→ **Passage to read**
----------------

In basketball, there are indicators that combining game-related statistics (for example. two-point shots, defensive rebounds, assistances, steals, blocks…) through sequential analysis and subsets of structural equations, allow to establish a performance marker. For example, two of the most used ones are WinScore2 or performance index, also known as PIR. A recent study published by members of FC Barcelona’s Performance Area, Jairo Vázquez-Guerrero and Martí Casals1 in the international Research in Sports Medicine magazine, in collaboration with researcher Jaime Sampaio from CIDESD – University of Trás-os-Montes e Alto Douro (Portugal), has been able to answer two important issues about which there is not much information yet:
With the aim of answering these questions, the study analysed the training session physical demands of a Euroleague basketball team by using WIMU PRO inertial and positioning sensors and connecting them with different performance indexes as well.
Through a group analysis, the performance was classified into three categories: high, medium, and low. In the same way, the workload was also classified into three categories: high, medium, and low. Also, other sub-analyses were carried out according to the game position, to be able to analyse the relationship between physical demands and performance:
Undertaking a correspondence analysis, as seen in Figure 1a (point guards and shooting guards), a worse performance was related to a medium load (as they are in the same quadrant). Moreover, there was also correspondence between a low workload and a medium performance. On the other hand, high performance and high workloads were found to be independent of other categories as they stand in different quadrants. In other words, a match between higher workload and higher performance was not found for point guards and shooting guards.
If we analyse the quadrants in the forwards’ panel, Figure 1b, there’s a relation between low workloads and a better performance and between medium workloads and medium performance. On the other hand, high loads were associated with worse performance. In essence, this data suggest that, in forwards, one of the most versatile positions in basketball, a bad performance is related to higher workloads. Lastly, even though the relation in Figure 1c is less obvious, high workloads were not associated with a better performance.
Even though the analysed results belong to one single team and, therefore, they cannot be analysed generically, they allow to reflect on quantification and interpretation of physical demands in isolation without considering other aspects, such as tactic, technique, volitional emotional aspects… this is enough to better understand the performance during competition… Thus, according to the authors of the study, “these results allow to reflect on the need to use higher training loads during the competitive period, as well as the usefulness of training load quantification to ‘foresee’ the performance in the game. In this sense, a new door opens up to find variables that can be incorporated to the current performance monitoring models in the game.”
This study suggests that the relation between external training load and performance in matches varies according to the players’ position; besides, there is not a connection between a higher external load and a better performance. For that reason, according to the authors “the coaching staff should be aware of the fact that players need sufficient physical stimulation to properly endure the competition demands; however, after overcoming certain thresholds depending on the position, further increases in load may not lead to a better performance in the game.” More is not always the better. Therefore, in spite of its relevance, the interpretation of external load should be complemented with further validated measures that can be translated to the performance of the game.

----------------

→ **The data**
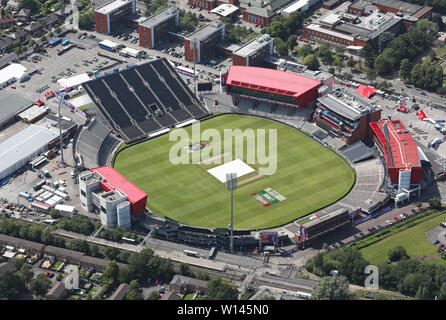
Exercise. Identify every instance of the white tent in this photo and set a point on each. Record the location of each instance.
(13, 72)
(73, 81)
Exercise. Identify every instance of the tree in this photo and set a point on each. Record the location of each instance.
(325, 54)
(32, 5)
(11, 285)
(331, 288)
(311, 62)
(351, 63)
(405, 69)
(221, 290)
(135, 291)
(154, 296)
(368, 55)
(111, 274)
(40, 285)
(371, 75)
(280, 47)
(26, 273)
(435, 203)
(384, 39)
(396, 254)
(442, 292)
(86, 20)
(339, 64)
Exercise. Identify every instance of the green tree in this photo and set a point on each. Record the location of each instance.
(40, 285)
(111, 274)
(135, 291)
(311, 62)
(331, 288)
(405, 69)
(371, 74)
(435, 203)
(11, 285)
(397, 253)
(220, 289)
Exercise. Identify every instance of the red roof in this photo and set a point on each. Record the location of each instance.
(270, 80)
(114, 180)
(403, 148)
(366, 91)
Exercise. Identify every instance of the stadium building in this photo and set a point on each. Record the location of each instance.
(321, 224)
(346, 114)
(273, 86)
(206, 41)
(399, 150)
(254, 52)
(156, 28)
(111, 16)
(141, 101)
(107, 192)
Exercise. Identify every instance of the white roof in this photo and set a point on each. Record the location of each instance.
(295, 6)
(24, 144)
(130, 50)
(66, 208)
(109, 43)
(111, 6)
(73, 81)
(224, 9)
(13, 71)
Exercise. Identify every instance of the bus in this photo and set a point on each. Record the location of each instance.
(191, 253)
(185, 71)
(128, 240)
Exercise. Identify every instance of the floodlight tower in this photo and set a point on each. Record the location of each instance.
(231, 184)
(62, 96)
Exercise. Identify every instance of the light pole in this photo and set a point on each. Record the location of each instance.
(231, 184)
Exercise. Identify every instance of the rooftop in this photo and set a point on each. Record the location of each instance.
(159, 17)
(206, 31)
(254, 45)
(117, 181)
(270, 80)
(112, 6)
(348, 104)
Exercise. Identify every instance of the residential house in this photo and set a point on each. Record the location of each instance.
(50, 20)
(33, 28)
(57, 292)
(183, 285)
(6, 45)
(18, 35)
(6, 21)
(24, 15)
(13, 4)
(120, 292)
(6, 267)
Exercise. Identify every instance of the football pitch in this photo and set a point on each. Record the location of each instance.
(308, 177)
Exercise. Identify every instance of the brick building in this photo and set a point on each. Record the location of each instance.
(112, 15)
(207, 38)
(254, 52)
(156, 28)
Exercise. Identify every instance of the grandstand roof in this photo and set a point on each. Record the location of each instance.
(403, 148)
(114, 180)
(270, 80)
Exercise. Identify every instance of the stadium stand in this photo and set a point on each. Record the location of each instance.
(357, 152)
(95, 143)
(147, 98)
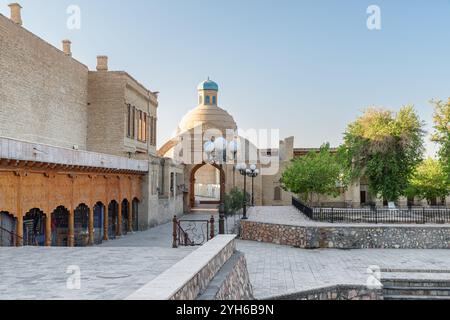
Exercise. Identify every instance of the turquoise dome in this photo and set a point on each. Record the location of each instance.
(208, 85)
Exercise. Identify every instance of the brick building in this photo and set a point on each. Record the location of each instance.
(78, 160)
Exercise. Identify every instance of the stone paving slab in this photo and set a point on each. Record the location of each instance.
(112, 270)
(277, 270)
(106, 273)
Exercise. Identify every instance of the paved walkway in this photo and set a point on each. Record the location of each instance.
(112, 270)
(118, 268)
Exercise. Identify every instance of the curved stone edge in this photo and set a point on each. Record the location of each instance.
(336, 292)
(232, 282)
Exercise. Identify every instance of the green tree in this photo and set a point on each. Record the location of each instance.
(317, 173)
(385, 147)
(429, 181)
(442, 132)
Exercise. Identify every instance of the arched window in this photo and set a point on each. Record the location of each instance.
(277, 194)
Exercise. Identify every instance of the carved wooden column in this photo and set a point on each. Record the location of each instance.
(91, 211)
(91, 226)
(19, 213)
(19, 230)
(48, 230)
(71, 226)
(71, 235)
(105, 222)
(119, 220)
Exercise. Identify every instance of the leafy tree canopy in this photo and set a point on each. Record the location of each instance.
(442, 132)
(385, 147)
(429, 181)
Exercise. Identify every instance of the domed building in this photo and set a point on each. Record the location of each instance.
(207, 113)
(208, 176)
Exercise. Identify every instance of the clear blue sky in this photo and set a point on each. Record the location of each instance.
(306, 67)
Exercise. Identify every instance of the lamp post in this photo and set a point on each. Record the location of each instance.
(253, 173)
(242, 168)
(233, 147)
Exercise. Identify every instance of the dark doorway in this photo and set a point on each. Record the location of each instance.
(34, 228)
(113, 216)
(81, 226)
(7, 230)
(363, 195)
(99, 216)
(135, 214)
(125, 216)
(60, 227)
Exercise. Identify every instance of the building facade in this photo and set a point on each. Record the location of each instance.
(78, 161)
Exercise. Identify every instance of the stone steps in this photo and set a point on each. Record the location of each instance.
(428, 298)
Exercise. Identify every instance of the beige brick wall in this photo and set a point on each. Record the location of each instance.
(106, 104)
(43, 92)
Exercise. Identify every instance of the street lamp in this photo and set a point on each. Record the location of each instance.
(242, 168)
(233, 147)
(253, 173)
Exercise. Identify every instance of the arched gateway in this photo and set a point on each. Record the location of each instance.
(208, 181)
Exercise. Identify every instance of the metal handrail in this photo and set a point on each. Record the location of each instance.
(183, 237)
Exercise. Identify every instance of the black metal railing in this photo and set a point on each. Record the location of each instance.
(192, 232)
(302, 207)
(9, 238)
(376, 215)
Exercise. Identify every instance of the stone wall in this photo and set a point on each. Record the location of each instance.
(231, 283)
(339, 292)
(192, 275)
(43, 92)
(349, 237)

----------------

→ **Task set**
**a.** In the basketball study text, what devices were used to measure the team's physical demands in training?
**b.** Write out the part of the basketball study text between "Through a group" and "and shooting guards.", inclusive, swapping "point guards" for "playmakers".
**c.** Turn the paragraph of the basketball study text that begins "If we analyse the quadrants in the forwards’ panel" into a short list that keeps its main facts.

→ **Task results**
**a.** WIMU PRO inertial and positioning sensors.

**b.**
Through a group analysis, the performance was classified into three categories: high, medium, and low. In the same way, the workload was also classified into three categories: high, medium, and low. Also, other sub-analyses were carried out according to the game position, to be able to analyse the relationship between physical demands and performance:
Undertaking a correspondence analysis, as seen in Figure 1a (playmakers and shooting guards), a worse performance was related to a medium load (as they are in the same quadrant). Moreover, there was also correspondence between a low workload and a medium performance. On the other hand, high performance and high workloads were found to be independent of other categories as they stand in different quadrants. In other words, a match between higher workload and higher performance was not found for playmakers and shooting guards.

**c.**
- Forwards (Figure 1b): low workloads are linked to better performance.
- Medium workloads are linked to medium performance.
- High workloads are associated with worse performance.
- In forwards, one of the most versatile positions in basketball, bad performance is related to higher workloads.
- Figure 1c: the relation is less obvious, but high workloads were not associated with better performance.